To re-enable it again we can run the following chatops command

  /chatops run feature set --group=root-group-path disable_zoekt_search_for_saas false --production

Evicting namespaces from a Zoekt node

Zoekt has an eviction task that runs on a defined schedule for GitLab.com. It detects nodes which are over the watermark limit for disk utilization and removes namespaces until the node is back under the watermark lower limit. Those namespaces are removed from the node. The eviction task is responsible for removing namespaces. The dot_com_rollout handles adding namespaces to nodes with capacity.

Note: The eviction task is currently behind a default enabled feature flag named zoekt_reallocation_task

If Zoekt search FF is disabled, but you still see that some nodes misbehave (OOM or disk usage too high for example), you can run the eviction task manually to evict some of the namespaces from the node:

  1. Execute the script in rails console

    ::Search::Zoekt::SchedulingService.execute(:eviction)

■ Exercise objective
Write the next part of the Zoekt operations passage above, picking up right after the rails console script.

■ Stored records
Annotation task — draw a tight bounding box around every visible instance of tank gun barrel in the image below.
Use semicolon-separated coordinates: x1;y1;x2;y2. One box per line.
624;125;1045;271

--

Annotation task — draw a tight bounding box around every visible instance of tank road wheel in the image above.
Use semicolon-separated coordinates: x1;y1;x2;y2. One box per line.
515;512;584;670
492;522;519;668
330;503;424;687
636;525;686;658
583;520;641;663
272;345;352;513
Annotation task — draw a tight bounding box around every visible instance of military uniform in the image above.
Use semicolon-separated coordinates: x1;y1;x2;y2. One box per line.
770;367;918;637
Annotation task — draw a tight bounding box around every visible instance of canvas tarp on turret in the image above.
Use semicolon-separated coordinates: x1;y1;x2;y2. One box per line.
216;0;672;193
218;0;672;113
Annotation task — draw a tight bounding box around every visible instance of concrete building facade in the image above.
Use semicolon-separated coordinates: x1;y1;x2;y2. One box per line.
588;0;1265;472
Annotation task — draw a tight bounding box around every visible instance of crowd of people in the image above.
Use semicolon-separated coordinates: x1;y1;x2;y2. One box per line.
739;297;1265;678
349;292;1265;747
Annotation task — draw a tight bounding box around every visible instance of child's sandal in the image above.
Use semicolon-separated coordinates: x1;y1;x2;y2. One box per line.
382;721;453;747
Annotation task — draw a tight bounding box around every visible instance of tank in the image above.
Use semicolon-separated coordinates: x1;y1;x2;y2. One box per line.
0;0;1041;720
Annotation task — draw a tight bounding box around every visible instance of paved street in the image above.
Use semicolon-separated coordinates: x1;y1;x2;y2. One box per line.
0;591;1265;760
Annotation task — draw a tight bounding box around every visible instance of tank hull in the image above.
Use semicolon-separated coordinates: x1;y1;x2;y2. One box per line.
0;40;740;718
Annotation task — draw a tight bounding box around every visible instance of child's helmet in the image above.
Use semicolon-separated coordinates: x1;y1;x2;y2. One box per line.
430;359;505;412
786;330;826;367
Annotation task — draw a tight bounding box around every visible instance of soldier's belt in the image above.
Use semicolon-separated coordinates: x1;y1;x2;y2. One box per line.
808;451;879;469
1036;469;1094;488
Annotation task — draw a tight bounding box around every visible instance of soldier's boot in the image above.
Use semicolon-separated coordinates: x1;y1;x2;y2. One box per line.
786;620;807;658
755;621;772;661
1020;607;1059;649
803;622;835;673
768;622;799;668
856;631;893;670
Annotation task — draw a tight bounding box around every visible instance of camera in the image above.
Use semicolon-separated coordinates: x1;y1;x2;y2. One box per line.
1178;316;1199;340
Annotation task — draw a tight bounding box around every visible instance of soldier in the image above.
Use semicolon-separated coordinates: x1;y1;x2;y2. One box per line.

■ Right answer
Removing a namespace from the zoekt node manually

If the eviction task returns false or does not relieve pressure on the node, you can remove a namespace from Zoekt manually.

  1. Execute the script in rails console

    # Find the offending node (gitlab-gitlab-zoekt-1 in this example)
    node = Search::Zoekt::Node.where("metadata @> ?", { name: 'gitlab-gitlab-zoekt-1' }.to_json).order(:last_seen_at).last
    
    # Find the namespaces and repository sizes on the node
    sizes = {}
    node.indices.each_batch do |batch|
       scope = Namespace.includes(:root_storage_statistics).by_parent(nil).id_in(batch.select(:namespace_id))
    
       scope.each do |group|
          sizes[group.id] = group.root_storage_statistics&.repository_size || 0
       end
    end
    sorted = sizes.to_a.sort_by { |_k, v| v }
    
    # Find the largest namespace
    namespace_id = sorted.last[0]
    namespace = Namespace.find(namespace_id)
    
    # Destroy all `::Search::Zoekt::Replica` records for the namespace
    zoekt_replicas = ::Search::Zoekt::Replica.for_namespace(namespace_id)
    zoekt_replicas.destroy_all
  2. Post namespace_ids on the incident issue as a private comment so there is a record. The Zoekt architecture will handle allocating the namespaces and projects to a new node.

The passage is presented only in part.